Goal of the exercise: What lines in the entries below contain the word "curved"? Copy all of them.

Region pointing data
-- Opening Marker --

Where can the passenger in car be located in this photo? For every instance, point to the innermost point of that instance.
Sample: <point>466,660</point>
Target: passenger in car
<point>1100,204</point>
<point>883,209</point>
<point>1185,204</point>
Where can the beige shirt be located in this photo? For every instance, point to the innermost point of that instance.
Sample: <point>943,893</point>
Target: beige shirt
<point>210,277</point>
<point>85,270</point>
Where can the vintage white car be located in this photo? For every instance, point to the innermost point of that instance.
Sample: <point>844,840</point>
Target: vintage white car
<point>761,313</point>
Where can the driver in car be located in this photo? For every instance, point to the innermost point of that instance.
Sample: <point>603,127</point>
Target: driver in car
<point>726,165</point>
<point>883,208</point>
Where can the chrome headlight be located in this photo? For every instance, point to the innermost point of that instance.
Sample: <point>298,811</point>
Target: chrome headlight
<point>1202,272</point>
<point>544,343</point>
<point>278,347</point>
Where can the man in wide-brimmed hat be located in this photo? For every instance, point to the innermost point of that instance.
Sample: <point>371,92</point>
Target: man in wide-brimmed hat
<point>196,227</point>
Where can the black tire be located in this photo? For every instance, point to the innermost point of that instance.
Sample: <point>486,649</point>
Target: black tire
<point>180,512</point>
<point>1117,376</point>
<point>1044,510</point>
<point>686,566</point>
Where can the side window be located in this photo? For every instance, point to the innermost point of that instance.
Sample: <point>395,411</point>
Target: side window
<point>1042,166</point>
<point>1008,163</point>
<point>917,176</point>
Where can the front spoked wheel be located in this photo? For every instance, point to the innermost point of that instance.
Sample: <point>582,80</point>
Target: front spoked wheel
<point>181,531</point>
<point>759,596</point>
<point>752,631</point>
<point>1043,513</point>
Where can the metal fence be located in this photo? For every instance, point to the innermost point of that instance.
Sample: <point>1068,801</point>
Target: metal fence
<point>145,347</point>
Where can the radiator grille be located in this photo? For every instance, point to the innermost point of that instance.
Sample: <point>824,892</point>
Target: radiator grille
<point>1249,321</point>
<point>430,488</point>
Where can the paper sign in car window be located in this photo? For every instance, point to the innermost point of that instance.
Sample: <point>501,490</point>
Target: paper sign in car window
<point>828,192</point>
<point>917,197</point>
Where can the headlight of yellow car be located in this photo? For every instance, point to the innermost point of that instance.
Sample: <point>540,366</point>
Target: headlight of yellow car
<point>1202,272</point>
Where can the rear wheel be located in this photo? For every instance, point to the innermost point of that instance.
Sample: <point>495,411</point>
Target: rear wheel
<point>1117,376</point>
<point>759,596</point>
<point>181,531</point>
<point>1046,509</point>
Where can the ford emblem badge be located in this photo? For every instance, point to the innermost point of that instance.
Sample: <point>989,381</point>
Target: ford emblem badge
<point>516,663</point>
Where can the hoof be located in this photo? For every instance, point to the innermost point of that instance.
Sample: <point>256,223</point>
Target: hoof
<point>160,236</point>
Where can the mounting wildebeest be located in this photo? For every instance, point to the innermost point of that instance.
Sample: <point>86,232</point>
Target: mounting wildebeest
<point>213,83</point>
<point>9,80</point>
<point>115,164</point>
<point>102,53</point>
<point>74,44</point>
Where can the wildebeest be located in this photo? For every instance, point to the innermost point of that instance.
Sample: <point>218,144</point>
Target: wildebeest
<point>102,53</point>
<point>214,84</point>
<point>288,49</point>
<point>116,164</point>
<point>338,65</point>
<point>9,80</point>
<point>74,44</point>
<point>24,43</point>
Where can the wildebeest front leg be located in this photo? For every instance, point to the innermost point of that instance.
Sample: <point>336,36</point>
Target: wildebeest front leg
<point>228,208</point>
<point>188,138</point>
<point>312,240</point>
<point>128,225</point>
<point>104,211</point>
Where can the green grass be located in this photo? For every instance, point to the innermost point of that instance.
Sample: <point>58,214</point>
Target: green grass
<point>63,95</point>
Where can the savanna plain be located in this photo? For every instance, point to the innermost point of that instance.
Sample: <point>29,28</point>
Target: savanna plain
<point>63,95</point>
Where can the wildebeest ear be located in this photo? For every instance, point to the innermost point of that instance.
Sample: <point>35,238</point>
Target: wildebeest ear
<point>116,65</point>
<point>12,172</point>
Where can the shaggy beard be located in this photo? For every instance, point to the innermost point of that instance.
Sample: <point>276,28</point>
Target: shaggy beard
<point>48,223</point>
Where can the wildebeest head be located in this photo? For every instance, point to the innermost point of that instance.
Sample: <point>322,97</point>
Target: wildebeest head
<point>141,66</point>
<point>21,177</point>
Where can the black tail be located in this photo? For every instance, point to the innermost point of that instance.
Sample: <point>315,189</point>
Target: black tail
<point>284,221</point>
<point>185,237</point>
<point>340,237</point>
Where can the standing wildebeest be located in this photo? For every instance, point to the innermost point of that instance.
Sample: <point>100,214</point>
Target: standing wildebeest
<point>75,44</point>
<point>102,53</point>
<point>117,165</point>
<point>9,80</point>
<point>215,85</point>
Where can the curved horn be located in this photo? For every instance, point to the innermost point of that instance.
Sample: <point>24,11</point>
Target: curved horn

-- Closing Marker --

Task response:
Where can the curved horn be located in this photo? For every instance, point to the innermost point of that instance.
Target: curved horn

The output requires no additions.